- Exercise:
Scanning the entries below, copy every line that contains the word "transparent".

[[ Records supplied open ]]

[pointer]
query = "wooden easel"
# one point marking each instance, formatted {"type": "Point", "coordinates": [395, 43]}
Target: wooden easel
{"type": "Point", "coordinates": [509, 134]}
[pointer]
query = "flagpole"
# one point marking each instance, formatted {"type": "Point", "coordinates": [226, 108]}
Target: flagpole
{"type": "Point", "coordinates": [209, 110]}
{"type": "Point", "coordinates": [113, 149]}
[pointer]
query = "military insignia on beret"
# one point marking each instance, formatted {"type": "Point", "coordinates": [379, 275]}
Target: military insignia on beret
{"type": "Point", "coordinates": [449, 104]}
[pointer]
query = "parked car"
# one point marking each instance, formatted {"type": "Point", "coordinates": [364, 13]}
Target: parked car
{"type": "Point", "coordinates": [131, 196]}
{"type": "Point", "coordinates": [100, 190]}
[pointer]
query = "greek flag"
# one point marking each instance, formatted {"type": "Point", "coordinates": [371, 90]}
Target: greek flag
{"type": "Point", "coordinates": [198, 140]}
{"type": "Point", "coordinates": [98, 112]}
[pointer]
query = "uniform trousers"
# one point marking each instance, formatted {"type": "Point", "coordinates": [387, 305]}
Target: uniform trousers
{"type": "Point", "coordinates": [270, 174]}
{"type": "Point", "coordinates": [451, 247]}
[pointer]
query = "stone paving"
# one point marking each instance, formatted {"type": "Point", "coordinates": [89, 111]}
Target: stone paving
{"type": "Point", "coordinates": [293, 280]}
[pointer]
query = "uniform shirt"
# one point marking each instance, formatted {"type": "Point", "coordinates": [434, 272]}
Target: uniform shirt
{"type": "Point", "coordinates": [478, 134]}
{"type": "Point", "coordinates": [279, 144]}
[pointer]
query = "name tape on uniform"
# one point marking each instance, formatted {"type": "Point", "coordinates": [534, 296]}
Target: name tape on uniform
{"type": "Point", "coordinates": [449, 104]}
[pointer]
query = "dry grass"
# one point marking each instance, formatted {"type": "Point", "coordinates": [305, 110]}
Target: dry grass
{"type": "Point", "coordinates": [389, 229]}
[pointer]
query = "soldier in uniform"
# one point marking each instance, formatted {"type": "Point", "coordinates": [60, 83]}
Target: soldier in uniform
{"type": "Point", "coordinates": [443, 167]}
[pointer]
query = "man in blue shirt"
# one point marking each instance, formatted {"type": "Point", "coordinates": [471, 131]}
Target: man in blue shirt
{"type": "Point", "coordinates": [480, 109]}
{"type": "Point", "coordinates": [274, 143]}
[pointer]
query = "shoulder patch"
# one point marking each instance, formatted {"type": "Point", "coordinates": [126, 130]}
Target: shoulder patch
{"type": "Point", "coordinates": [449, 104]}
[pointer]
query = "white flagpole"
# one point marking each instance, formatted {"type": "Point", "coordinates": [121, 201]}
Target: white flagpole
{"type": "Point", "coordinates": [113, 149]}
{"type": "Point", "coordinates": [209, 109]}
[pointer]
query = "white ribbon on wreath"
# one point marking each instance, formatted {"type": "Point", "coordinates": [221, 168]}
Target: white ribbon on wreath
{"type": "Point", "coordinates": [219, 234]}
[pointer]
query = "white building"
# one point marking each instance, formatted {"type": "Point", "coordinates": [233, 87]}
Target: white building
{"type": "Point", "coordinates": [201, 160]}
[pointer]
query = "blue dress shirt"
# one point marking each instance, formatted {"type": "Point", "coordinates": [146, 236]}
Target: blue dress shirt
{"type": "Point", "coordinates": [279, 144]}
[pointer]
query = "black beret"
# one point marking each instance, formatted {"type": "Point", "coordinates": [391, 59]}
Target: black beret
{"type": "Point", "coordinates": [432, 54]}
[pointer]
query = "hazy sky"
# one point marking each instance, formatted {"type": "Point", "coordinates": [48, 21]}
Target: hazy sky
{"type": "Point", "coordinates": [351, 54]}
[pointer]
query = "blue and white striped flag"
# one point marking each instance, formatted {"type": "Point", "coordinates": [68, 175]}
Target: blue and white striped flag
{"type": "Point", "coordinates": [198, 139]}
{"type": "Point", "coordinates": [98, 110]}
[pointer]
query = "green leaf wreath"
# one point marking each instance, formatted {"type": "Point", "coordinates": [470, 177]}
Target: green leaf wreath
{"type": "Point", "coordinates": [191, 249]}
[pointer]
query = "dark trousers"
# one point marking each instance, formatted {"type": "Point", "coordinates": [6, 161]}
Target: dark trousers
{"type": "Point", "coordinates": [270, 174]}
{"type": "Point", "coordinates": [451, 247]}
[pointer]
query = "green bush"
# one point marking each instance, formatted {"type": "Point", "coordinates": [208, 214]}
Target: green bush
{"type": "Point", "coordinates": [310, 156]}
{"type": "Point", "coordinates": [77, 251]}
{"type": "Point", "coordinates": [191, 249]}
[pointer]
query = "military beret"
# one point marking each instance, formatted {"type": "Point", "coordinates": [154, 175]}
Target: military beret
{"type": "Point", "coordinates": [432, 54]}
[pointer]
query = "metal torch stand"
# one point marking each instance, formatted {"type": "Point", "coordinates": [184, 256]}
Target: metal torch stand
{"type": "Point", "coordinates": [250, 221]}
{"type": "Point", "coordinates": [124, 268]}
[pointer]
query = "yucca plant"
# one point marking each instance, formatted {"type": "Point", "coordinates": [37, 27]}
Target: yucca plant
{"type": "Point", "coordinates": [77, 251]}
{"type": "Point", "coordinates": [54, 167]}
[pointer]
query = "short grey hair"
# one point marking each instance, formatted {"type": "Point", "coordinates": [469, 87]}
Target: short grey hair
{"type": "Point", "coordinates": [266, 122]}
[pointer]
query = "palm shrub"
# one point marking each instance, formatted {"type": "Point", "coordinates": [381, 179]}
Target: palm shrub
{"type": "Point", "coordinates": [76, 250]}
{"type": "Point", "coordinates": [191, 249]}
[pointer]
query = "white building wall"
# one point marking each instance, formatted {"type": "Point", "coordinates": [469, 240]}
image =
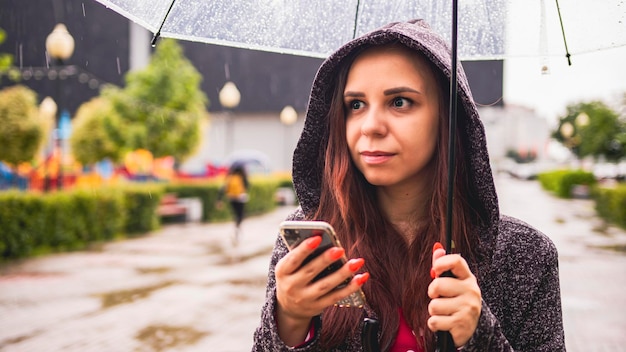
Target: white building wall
{"type": "Point", "coordinates": [507, 128]}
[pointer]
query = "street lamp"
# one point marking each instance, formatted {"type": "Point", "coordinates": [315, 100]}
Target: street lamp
{"type": "Point", "coordinates": [60, 46]}
{"type": "Point", "coordinates": [47, 112]}
{"type": "Point", "coordinates": [229, 99]}
{"type": "Point", "coordinates": [288, 116]}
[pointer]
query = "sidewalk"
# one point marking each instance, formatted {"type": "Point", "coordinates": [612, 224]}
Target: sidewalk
{"type": "Point", "coordinates": [186, 288]}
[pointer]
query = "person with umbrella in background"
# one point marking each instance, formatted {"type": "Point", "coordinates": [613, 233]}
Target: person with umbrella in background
{"type": "Point", "coordinates": [235, 189]}
{"type": "Point", "coordinates": [372, 162]}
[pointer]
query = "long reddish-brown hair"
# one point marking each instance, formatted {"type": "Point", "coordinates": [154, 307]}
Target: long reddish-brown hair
{"type": "Point", "coordinates": [400, 272]}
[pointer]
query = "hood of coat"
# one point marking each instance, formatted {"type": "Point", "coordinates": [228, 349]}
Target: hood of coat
{"type": "Point", "coordinates": [417, 35]}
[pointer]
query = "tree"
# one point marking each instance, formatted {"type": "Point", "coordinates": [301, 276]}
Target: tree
{"type": "Point", "coordinates": [162, 105]}
{"type": "Point", "coordinates": [21, 131]}
{"type": "Point", "coordinates": [96, 132]}
{"type": "Point", "coordinates": [592, 129]}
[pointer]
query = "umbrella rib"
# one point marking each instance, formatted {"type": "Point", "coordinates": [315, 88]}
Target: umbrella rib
{"type": "Point", "coordinates": [356, 19]}
{"type": "Point", "coordinates": [158, 33]}
{"type": "Point", "coordinates": [567, 54]}
{"type": "Point", "coordinates": [452, 127]}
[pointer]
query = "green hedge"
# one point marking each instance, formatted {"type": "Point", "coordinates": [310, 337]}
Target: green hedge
{"type": "Point", "coordinates": [32, 223]}
{"type": "Point", "coordinates": [141, 202]}
{"type": "Point", "coordinates": [611, 203]}
{"type": "Point", "coordinates": [561, 182]}
{"type": "Point", "coordinates": [57, 221]}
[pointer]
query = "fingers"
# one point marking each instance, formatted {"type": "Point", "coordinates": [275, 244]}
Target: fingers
{"type": "Point", "coordinates": [294, 259]}
{"type": "Point", "coordinates": [452, 262]}
{"type": "Point", "coordinates": [305, 290]}
{"type": "Point", "coordinates": [456, 301]}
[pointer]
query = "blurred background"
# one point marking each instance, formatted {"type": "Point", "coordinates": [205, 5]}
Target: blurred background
{"type": "Point", "coordinates": [105, 137]}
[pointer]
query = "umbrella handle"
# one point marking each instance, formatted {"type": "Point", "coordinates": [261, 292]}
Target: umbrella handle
{"type": "Point", "coordinates": [369, 335]}
{"type": "Point", "coordinates": [445, 343]}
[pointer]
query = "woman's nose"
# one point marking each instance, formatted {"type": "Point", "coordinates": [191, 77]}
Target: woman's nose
{"type": "Point", "coordinates": [374, 123]}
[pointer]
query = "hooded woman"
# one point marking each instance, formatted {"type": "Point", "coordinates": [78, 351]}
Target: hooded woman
{"type": "Point", "coordinates": [372, 162]}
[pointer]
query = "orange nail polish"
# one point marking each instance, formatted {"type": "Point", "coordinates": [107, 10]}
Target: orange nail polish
{"type": "Point", "coordinates": [362, 278]}
{"type": "Point", "coordinates": [336, 253]}
{"type": "Point", "coordinates": [356, 264]}
{"type": "Point", "coordinates": [313, 242]}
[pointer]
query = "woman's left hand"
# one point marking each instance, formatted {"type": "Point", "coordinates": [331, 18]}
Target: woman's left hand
{"type": "Point", "coordinates": [456, 301]}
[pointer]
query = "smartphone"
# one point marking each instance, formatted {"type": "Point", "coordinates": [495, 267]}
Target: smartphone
{"type": "Point", "coordinates": [294, 232]}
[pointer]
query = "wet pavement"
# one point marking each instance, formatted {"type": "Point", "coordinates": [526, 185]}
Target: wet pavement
{"type": "Point", "coordinates": [187, 288]}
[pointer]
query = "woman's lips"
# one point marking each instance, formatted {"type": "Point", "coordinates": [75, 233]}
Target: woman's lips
{"type": "Point", "coordinates": [375, 157]}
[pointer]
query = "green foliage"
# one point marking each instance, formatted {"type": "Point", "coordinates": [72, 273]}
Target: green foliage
{"type": "Point", "coordinates": [162, 105]}
{"type": "Point", "coordinates": [141, 204]}
{"type": "Point", "coordinates": [57, 221]}
{"type": "Point", "coordinates": [611, 204]}
{"type": "Point", "coordinates": [561, 182]}
{"type": "Point", "coordinates": [33, 223]}
{"type": "Point", "coordinates": [596, 130]}
{"type": "Point", "coordinates": [208, 193]}
{"type": "Point", "coordinates": [21, 131]}
{"type": "Point", "coordinates": [97, 132]}
{"type": "Point", "coordinates": [262, 195]}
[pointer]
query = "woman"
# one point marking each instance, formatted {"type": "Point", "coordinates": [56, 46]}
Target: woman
{"type": "Point", "coordinates": [236, 190]}
{"type": "Point", "coordinates": [372, 161]}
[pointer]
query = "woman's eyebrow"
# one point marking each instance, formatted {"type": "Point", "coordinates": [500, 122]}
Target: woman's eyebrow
{"type": "Point", "coordinates": [353, 94]}
{"type": "Point", "coordinates": [397, 90]}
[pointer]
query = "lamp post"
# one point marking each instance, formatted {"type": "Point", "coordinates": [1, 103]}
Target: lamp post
{"type": "Point", "coordinates": [60, 46]}
{"type": "Point", "coordinates": [48, 111]}
{"type": "Point", "coordinates": [229, 99]}
{"type": "Point", "coordinates": [288, 116]}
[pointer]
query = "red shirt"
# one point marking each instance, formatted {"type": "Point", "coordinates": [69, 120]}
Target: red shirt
{"type": "Point", "coordinates": [405, 339]}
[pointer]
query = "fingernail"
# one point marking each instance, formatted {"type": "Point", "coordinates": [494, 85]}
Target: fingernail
{"type": "Point", "coordinates": [336, 253]}
{"type": "Point", "coordinates": [313, 242]}
{"type": "Point", "coordinates": [355, 264]}
{"type": "Point", "coordinates": [362, 278]}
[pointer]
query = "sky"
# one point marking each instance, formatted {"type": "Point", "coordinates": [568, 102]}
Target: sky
{"type": "Point", "coordinates": [599, 75]}
{"type": "Point", "coordinates": [534, 27]}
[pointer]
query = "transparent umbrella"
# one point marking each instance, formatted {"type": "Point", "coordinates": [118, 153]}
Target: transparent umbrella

[[ Records supplied closed ]]

- Task output:
query = "transparent umbrella"
Target: transparent umbrella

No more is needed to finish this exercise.